**LISTED ENTRIES:**
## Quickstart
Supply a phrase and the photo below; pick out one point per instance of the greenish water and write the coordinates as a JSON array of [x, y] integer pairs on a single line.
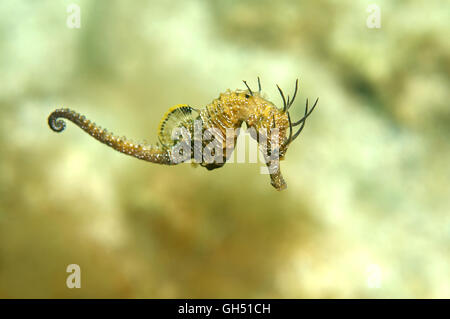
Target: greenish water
[[366, 211]]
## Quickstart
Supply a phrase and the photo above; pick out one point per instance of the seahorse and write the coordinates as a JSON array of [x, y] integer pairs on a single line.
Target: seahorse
[[227, 112]]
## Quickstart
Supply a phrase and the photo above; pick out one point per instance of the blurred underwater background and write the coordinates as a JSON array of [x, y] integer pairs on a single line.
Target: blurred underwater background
[[366, 211]]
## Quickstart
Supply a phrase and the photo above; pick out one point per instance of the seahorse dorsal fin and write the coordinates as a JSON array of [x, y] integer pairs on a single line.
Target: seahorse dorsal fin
[[180, 115]]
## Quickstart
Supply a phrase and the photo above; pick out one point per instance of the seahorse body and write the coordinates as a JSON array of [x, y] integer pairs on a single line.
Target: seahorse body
[[229, 111]]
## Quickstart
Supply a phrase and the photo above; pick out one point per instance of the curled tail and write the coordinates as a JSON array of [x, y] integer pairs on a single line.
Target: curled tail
[[154, 154]]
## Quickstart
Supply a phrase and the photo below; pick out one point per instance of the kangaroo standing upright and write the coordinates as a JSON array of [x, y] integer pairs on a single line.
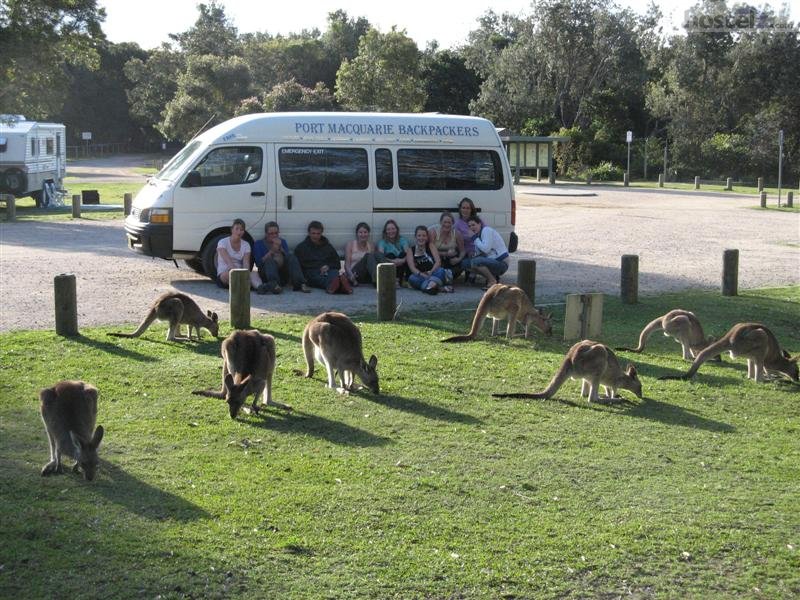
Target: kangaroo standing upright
[[179, 309], [334, 340], [69, 412], [248, 362], [754, 342], [505, 302], [595, 364], [681, 325]]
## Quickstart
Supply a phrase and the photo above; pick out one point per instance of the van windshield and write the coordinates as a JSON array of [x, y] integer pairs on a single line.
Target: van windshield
[[175, 165]]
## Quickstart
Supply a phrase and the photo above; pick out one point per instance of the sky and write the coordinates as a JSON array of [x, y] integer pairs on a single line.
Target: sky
[[148, 22]]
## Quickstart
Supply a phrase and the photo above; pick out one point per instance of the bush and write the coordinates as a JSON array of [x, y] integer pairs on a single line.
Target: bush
[[606, 171]]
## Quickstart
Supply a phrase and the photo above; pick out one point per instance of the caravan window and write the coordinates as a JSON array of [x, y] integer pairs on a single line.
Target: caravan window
[[230, 166], [323, 168], [449, 169]]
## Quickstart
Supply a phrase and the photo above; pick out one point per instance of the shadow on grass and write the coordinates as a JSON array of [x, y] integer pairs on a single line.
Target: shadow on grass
[[298, 422], [122, 488], [112, 348]]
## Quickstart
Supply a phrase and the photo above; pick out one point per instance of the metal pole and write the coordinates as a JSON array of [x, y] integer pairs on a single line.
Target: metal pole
[[780, 163]]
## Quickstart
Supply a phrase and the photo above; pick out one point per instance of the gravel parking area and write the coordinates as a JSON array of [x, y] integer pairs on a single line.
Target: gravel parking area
[[576, 239]]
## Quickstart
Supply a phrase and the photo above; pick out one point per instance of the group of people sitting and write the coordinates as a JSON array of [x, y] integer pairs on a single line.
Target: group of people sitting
[[431, 262]]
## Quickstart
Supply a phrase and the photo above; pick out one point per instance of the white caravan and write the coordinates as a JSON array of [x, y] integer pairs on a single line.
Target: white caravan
[[33, 158], [337, 168]]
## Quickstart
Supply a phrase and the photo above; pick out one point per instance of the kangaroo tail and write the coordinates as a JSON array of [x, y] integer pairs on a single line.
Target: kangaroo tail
[[148, 320], [477, 322]]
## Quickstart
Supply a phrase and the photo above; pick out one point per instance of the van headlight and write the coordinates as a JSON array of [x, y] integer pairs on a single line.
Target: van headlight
[[159, 215]]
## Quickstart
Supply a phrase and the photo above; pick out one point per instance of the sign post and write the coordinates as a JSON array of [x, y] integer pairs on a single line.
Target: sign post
[[629, 139]]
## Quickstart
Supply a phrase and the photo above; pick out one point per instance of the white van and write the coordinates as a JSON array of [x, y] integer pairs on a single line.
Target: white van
[[337, 168]]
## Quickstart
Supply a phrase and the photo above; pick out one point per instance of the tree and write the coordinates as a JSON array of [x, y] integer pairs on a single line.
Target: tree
[[39, 39], [384, 76]]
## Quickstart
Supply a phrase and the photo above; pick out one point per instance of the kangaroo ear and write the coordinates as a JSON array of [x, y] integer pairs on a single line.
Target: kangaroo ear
[[98, 436]]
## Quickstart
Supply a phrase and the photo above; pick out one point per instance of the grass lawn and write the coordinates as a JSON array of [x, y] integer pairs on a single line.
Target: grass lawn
[[432, 490], [110, 194]]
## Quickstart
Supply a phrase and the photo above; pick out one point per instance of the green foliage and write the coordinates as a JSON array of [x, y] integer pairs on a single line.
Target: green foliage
[[384, 77], [433, 489]]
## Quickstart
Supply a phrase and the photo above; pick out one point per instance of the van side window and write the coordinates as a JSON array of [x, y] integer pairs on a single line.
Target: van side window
[[383, 169], [323, 168], [449, 170], [230, 166]]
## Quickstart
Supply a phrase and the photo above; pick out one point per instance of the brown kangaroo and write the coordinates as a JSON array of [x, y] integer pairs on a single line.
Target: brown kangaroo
[[681, 325], [752, 341], [69, 412], [179, 309], [334, 340], [595, 364], [248, 362], [506, 302]]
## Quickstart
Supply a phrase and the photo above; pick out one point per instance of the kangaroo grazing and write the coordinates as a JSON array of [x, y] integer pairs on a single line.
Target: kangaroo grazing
[[179, 309], [248, 362], [506, 302], [334, 340], [754, 342], [595, 364], [69, 412], [681, 325]]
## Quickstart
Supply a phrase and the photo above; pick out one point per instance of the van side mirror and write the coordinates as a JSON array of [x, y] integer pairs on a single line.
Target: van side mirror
[[193, 179]]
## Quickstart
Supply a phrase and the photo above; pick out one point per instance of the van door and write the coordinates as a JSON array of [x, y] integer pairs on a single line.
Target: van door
[[322, 182], [228, 182]]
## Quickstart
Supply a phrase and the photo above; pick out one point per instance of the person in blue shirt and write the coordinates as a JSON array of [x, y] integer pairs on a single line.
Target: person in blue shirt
[[277, 266]]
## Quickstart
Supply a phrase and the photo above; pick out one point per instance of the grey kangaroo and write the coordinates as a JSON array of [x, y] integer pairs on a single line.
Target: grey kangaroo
[[248, 362], [681, 325], [752, 341], [595, 364], [178, 309], [334, 340], [505, 302], [69, 412]]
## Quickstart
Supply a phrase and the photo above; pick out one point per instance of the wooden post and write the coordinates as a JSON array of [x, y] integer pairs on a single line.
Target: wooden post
[[730, 273], [76, 206], [239, 285], [66, 304], [386, 290], [526, 277], [629, 279], [11, 206]]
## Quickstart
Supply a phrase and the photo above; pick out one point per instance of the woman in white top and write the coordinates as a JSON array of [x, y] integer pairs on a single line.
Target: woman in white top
[[233, 252]]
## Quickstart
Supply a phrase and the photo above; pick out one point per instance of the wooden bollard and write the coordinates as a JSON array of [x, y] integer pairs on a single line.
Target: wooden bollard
[[239, 298], [66, 304], [386, 291], [730, 273], [629, 279], [526, 277]]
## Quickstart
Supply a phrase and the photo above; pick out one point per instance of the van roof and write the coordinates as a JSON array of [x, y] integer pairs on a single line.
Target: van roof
[[355, 127]]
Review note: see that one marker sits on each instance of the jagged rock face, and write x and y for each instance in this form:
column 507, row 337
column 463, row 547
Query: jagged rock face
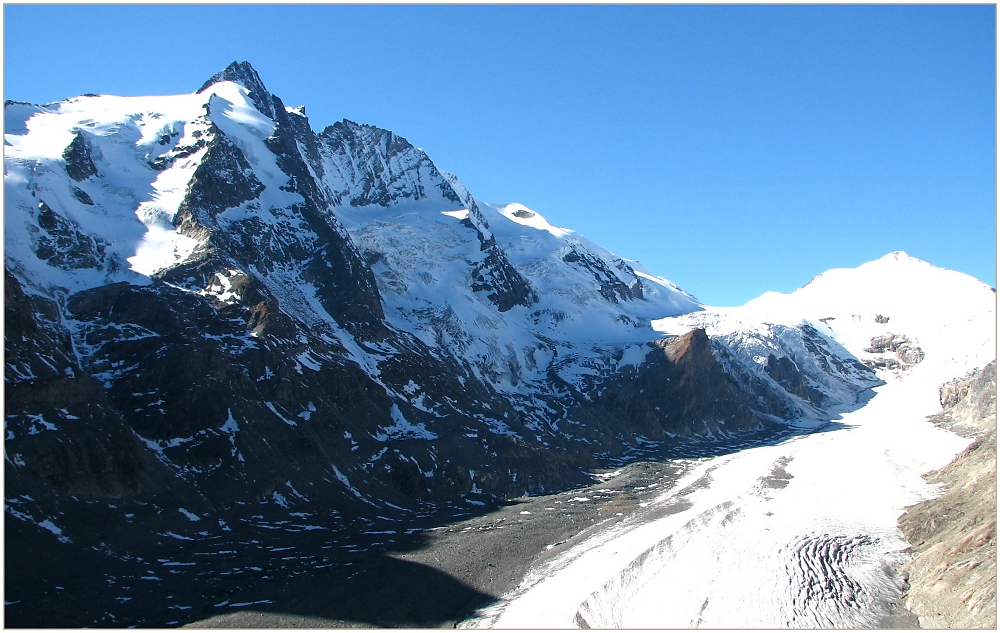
column 244, row 74
column 369, row 166
column 209, row 306
column 60, row 432
column 79, row 164
column 682, row 390
column 610, row 286
column 906, row 353
column 786, row 373
column 952, row 577
column 62, row 244
column 969, row 404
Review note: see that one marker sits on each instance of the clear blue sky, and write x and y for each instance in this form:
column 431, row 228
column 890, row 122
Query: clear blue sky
column 732, row 149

**DESCRIPTION OF THE TASK:**
Filter the entries down to the lines with the word "form" in them.

**EXERCISE RESULT:**
Review note: see that one marker sits on each instance of the jagged rock face, and write x and y for each instance in this form:
Review note: see that one marker sits on each instance of the clear blue sky, and write x and y for each instance in this form:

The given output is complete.